-------- Excerpted data --------

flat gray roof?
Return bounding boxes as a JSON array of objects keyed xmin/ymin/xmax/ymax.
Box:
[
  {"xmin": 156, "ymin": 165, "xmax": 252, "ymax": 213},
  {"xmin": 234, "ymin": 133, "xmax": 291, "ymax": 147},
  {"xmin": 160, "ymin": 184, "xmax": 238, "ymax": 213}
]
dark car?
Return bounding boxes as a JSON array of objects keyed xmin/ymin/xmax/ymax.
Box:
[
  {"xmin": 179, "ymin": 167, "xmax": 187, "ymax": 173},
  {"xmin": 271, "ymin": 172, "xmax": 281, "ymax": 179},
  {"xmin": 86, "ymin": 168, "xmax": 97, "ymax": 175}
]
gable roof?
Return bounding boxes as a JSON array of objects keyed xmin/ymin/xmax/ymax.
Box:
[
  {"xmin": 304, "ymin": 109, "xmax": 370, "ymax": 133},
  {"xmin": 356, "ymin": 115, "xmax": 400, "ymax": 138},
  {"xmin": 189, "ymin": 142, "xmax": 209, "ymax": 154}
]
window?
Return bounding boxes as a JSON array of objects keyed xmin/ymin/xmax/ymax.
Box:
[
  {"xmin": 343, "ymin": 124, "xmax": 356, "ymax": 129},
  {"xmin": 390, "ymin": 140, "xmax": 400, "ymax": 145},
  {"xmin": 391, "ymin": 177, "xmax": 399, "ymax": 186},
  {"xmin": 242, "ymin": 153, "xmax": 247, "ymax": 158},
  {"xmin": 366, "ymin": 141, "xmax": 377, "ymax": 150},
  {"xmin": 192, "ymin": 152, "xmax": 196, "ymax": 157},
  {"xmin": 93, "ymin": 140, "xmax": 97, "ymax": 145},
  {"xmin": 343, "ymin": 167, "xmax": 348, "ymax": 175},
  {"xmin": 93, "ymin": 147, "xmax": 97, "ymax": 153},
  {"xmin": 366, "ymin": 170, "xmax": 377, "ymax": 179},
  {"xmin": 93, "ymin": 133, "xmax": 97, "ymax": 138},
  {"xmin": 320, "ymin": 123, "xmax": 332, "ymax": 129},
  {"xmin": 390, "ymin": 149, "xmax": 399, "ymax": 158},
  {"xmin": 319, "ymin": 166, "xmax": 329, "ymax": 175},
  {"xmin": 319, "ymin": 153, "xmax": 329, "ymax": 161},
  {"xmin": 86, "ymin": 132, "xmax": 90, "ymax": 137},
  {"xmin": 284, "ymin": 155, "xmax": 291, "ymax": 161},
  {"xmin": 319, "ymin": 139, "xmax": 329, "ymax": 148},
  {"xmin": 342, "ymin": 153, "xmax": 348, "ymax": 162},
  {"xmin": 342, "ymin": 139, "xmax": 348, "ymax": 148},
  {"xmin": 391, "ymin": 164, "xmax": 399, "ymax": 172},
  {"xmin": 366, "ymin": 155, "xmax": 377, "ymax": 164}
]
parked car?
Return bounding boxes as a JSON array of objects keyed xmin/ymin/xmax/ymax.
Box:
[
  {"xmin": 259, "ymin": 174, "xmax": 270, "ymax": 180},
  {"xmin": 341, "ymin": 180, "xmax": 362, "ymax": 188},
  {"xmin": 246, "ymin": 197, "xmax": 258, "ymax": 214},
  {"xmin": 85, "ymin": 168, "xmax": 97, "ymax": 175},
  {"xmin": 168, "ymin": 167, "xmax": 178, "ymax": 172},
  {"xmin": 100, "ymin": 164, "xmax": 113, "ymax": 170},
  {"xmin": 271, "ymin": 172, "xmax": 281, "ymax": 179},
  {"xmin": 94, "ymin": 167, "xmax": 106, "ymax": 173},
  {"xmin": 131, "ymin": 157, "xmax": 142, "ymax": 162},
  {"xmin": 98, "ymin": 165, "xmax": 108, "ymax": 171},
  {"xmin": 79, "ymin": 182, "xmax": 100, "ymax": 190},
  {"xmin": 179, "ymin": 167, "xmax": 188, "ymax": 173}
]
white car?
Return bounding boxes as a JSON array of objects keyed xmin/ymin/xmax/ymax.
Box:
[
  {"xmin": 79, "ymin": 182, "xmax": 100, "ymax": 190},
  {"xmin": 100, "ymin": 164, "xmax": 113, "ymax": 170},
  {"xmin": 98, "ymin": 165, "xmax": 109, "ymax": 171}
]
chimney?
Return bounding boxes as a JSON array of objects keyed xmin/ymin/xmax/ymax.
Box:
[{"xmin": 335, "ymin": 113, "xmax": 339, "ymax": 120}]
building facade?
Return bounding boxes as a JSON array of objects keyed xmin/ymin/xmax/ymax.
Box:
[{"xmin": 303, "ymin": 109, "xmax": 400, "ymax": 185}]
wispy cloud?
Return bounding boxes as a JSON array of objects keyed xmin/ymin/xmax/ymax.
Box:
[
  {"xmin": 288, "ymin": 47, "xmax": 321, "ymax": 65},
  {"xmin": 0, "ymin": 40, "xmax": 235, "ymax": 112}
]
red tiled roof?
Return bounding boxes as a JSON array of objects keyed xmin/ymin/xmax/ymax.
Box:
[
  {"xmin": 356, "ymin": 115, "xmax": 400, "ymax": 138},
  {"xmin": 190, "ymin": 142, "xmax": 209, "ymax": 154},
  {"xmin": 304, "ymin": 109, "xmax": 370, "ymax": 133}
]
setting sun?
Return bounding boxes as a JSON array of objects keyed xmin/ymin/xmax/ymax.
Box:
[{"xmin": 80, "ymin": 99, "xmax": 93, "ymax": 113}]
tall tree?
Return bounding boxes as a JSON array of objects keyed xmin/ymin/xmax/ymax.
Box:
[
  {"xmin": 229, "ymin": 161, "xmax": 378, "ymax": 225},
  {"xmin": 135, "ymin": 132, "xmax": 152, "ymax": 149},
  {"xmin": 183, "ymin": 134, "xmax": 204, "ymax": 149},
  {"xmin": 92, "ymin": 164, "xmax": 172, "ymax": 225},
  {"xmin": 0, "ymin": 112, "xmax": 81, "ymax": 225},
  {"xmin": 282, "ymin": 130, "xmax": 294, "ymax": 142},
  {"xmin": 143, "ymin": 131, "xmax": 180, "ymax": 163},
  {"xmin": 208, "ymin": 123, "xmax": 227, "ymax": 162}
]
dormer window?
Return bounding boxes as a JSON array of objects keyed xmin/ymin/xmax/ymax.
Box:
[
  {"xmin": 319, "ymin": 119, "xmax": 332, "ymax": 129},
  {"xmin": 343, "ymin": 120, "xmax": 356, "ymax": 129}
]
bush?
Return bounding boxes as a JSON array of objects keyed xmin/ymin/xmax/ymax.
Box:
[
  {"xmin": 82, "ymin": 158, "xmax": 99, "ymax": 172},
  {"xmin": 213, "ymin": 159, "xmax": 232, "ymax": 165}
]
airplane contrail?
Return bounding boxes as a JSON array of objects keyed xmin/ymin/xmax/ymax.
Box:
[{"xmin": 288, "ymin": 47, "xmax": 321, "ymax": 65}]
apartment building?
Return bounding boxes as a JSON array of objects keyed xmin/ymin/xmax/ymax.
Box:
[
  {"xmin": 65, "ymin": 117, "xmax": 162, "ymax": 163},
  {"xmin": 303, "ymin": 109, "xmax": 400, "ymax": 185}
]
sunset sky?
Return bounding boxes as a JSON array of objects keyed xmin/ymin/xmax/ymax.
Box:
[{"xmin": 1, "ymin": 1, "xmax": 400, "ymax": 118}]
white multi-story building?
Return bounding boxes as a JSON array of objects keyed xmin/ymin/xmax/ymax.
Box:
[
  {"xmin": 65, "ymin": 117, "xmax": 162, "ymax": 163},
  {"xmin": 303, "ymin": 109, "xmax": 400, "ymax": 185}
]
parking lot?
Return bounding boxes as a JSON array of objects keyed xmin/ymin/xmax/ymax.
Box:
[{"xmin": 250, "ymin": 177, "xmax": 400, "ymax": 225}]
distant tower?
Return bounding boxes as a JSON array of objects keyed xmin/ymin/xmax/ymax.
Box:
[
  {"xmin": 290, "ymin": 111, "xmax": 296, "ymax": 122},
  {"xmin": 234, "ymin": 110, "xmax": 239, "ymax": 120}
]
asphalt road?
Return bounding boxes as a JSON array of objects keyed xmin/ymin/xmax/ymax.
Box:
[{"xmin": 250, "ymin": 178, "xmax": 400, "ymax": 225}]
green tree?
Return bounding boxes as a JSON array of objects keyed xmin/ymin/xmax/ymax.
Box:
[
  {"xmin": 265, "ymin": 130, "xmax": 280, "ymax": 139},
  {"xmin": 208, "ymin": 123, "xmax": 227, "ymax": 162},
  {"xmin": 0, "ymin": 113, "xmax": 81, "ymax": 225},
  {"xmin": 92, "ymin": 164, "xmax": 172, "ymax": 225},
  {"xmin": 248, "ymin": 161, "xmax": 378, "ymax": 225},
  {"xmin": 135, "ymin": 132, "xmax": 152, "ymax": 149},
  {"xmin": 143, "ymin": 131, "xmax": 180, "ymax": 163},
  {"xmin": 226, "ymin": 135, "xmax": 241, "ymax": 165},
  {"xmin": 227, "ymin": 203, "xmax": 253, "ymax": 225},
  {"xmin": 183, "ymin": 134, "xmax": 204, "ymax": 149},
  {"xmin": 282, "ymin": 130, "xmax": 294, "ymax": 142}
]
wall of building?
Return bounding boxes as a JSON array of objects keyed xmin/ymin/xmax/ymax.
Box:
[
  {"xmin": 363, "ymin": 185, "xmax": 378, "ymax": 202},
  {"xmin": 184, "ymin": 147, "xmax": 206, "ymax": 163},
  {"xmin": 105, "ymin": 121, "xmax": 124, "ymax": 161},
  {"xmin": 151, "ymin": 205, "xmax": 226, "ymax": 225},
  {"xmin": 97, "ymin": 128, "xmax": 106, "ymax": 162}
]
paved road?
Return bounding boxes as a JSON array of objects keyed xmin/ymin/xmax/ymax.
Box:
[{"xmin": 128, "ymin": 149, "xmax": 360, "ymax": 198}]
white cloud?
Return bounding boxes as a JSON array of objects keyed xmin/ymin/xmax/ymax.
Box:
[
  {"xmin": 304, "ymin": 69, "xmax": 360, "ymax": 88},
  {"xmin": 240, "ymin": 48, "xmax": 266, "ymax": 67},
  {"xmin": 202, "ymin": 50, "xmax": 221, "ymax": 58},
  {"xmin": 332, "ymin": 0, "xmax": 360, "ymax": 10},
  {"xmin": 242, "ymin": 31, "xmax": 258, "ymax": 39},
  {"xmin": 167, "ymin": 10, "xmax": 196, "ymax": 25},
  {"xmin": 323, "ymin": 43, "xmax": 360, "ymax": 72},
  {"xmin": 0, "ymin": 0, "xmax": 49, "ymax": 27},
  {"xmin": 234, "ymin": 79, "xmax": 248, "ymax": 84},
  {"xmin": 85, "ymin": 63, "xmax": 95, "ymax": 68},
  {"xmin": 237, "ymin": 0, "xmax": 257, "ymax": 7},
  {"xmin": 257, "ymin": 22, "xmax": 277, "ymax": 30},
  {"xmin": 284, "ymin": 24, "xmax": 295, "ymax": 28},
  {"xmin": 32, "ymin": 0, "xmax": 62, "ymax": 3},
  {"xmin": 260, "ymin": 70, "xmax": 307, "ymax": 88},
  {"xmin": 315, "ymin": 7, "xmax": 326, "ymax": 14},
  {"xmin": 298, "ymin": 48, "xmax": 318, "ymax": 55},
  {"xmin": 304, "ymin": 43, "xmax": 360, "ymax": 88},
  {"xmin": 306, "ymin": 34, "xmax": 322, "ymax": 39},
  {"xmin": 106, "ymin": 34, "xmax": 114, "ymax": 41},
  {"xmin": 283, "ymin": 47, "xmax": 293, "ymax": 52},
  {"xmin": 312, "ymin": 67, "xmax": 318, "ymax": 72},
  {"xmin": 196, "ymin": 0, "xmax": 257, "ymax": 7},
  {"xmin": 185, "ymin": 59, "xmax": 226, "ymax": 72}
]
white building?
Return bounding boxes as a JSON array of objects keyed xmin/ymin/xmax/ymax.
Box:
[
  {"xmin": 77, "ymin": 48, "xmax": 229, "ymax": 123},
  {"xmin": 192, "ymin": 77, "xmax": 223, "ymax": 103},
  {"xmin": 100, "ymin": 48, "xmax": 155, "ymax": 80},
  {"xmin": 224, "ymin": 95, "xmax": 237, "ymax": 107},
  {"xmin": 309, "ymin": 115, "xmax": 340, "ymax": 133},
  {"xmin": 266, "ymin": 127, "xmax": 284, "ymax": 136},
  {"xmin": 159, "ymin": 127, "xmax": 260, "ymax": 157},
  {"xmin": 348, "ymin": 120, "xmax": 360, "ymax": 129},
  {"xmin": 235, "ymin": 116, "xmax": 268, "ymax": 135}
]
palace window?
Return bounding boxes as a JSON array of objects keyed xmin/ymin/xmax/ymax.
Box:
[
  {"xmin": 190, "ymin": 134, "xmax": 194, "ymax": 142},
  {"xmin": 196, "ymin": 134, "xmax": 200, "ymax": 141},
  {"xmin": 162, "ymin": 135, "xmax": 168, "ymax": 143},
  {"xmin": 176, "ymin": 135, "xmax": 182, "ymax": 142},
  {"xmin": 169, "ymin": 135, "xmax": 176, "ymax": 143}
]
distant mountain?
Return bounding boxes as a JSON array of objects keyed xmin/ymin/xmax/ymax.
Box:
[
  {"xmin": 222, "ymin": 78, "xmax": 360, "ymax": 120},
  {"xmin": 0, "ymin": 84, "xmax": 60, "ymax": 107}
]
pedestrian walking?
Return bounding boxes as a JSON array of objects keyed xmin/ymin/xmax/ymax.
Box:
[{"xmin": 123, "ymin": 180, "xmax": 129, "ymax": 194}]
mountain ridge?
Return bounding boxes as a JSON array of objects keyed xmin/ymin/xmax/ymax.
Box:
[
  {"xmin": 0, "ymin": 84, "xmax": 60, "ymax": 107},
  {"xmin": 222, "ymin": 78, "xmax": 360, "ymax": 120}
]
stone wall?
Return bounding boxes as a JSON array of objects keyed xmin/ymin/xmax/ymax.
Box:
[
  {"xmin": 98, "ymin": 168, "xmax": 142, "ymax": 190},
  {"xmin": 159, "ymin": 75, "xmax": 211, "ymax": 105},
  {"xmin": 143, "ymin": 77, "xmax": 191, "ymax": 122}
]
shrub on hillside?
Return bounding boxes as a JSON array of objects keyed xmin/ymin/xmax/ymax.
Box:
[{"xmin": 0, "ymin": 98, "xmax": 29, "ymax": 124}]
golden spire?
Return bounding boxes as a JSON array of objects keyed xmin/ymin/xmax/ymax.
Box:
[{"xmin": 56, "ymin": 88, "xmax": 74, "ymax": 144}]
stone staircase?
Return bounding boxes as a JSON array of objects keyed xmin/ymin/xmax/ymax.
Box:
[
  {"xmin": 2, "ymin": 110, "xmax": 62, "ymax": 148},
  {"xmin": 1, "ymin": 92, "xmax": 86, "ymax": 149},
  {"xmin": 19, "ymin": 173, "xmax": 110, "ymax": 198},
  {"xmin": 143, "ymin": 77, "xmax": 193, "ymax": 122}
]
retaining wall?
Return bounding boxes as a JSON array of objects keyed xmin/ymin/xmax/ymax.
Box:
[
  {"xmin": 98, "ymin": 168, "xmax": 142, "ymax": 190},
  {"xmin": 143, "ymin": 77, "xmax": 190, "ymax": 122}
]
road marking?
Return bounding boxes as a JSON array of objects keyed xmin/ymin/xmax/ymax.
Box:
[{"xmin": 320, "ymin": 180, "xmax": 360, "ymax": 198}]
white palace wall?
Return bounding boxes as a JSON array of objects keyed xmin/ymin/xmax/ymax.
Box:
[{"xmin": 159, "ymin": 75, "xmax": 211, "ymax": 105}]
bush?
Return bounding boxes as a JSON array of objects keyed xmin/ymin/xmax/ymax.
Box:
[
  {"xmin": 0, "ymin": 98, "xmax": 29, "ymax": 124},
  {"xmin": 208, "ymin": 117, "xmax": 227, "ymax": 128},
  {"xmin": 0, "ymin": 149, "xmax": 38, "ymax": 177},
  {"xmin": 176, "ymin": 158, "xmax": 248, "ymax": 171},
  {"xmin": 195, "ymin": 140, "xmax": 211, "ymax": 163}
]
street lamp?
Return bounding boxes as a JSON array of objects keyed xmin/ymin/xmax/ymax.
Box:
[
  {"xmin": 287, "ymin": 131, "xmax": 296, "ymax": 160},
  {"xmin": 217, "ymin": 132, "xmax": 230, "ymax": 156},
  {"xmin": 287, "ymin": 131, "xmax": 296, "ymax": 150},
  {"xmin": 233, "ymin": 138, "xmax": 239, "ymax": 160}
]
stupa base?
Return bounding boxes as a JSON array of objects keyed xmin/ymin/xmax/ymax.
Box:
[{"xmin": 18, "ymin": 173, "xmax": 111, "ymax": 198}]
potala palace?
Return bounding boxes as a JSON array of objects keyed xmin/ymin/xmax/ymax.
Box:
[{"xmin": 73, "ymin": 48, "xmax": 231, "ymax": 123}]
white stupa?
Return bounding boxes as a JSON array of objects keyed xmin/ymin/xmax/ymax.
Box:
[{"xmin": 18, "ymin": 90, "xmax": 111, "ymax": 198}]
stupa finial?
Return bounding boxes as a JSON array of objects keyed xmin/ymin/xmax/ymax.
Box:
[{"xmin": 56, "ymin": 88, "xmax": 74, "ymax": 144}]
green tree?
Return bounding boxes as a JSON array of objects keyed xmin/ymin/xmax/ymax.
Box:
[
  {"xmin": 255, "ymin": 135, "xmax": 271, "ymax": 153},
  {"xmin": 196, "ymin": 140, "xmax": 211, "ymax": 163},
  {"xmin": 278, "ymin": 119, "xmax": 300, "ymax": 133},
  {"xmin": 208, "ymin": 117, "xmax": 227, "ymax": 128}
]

--------

◆ **Task goal**: Please report how many lines in the records contain the string "white", and write nothing besides that number.

◆ **Exercise output**: 6